Work instruction | Copy out all of the entries below without any change.

Saved entries:

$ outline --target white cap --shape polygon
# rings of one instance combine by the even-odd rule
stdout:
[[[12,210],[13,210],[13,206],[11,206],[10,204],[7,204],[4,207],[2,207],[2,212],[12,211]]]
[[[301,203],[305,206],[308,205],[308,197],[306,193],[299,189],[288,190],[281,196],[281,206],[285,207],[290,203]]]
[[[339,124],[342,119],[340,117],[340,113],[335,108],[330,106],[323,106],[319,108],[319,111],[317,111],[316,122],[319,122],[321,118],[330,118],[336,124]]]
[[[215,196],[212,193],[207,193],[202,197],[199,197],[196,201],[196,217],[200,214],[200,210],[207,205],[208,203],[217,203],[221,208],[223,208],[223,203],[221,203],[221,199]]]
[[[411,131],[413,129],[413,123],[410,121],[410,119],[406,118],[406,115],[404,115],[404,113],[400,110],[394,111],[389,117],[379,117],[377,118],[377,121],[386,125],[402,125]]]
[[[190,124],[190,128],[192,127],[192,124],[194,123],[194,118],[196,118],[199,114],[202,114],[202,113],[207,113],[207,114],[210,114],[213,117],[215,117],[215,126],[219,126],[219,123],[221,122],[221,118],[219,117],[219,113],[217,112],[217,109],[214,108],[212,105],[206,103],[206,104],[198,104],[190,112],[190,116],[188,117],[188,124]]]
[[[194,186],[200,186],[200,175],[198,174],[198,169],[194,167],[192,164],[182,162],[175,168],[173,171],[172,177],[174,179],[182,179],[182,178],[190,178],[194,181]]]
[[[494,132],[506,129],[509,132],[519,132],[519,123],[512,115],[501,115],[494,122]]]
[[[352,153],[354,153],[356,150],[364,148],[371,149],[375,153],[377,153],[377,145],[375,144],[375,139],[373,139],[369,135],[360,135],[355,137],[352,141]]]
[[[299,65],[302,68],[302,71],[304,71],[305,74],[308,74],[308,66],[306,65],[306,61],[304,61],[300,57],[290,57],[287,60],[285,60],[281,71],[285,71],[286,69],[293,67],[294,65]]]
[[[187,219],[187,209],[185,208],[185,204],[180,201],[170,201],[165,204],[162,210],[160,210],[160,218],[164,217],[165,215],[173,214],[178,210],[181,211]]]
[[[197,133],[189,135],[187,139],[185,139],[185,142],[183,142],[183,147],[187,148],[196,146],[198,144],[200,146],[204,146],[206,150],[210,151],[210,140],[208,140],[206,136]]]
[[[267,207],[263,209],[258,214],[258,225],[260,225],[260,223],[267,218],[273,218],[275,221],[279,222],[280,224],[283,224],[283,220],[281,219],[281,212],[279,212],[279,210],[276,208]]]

Response area |
$ outline --target white cap --shape polygon
# rings of one instance combine by the even-odd rule
stdout:
[[[12,210],[13,210],[13,206],[11,206],[10,204],[7,204],[4,207],[2,207],[2,212],[12,211]]]
[[[301,203],[305,206],[308,205],[308,197],[306,193],[299,189],[288,190],[281,196],[281,206],[285,207],[290,203]]]
[[[339,124],[342,119],[340,117],[340,113],[335,108],[330,106],[323,106],[319,108],[319,111],[317,111],[316,122],[319,122],[321,118],[330,118],[336,124]]]
[[[215,196],[212,193],[207,193],[202,197],[199,197],[196,201],[196,217],[200,214],[200,210],[207,205],[208,203],[217,203],[221,208],[223,208],[223,203],[221,203],[221,199]]]
[[[411,131],[413,129],[413,123],[410,121],[410,119],[406,118],[406,115],[404,115],[404,113],[400,110],[394,111],[389,117],[379,117],[377,118],[377,121],[386,125],[402,125]]]
[[[190,124],[190,128],[192,127],[192,124],[194,123],[194,118],[196,118],[199,114],[202,114],[202,113],[207,113],[207,114],[210,114],[213,117],[215,117],[215,126],[219,126],[219,123],[221,122],[221,118],[219,117],[219,113],[217,112],[217,109],[214,108],[212,105],[206,103],[206,104],[198,104],[190,112],[190,116],[188,117],[188,124]]]
[[[194,186],[200,186],[200,175],[198,174],[198,169],[194,167],[192,164],[182,162],[175,168],[173,171],[172,177],[174,179],[182,179],[182,178],[190,178],[194,181]]]
[[[494,132],[506,129],[509,132],[519,132],[519,123],[512,115],[501,115],[494,122]]]
[[[352,153],[354,153],[356,150],[364,148],[371,149],[375,153],[377,153],[377,145],[375,144],[375,139],[373,139],[369,135],[360,135],[355,137],[352,141]]]
[[[299,65],[302,68],[302,71],[304,71],[305,74],[308,74],[308,66],[306,65],[306,61],[304,61],[300,57],[290,57],[287,60],[285,60],[281,71],[285,71],[286,69],[293,67],[294,65]]]
[[[187,219],[187,209],[185,208],[185,204],[180,201],[170,201],[165,204],[162,210],[160,210],[160,218],[164,217],[165,215],[173,214],[178,210],[181,211]]]
[[[197,133],[189,135],[187,139],[185,139],[185,142],[183,142],[183,147],[187,148],[196,146],[198,144],[200,146],[204,146],[206,150],[210,151],[210,140],[208,140],[206,136]]]
[[[267,207],[263,209],[258,214],[258,225],[260,225],[260,223],[267,218],[273,218],[275,221],[279,222],[280,224],[283,224],[283,220],[281,219],[281,212],[279,212],[279,210],[276,208]]]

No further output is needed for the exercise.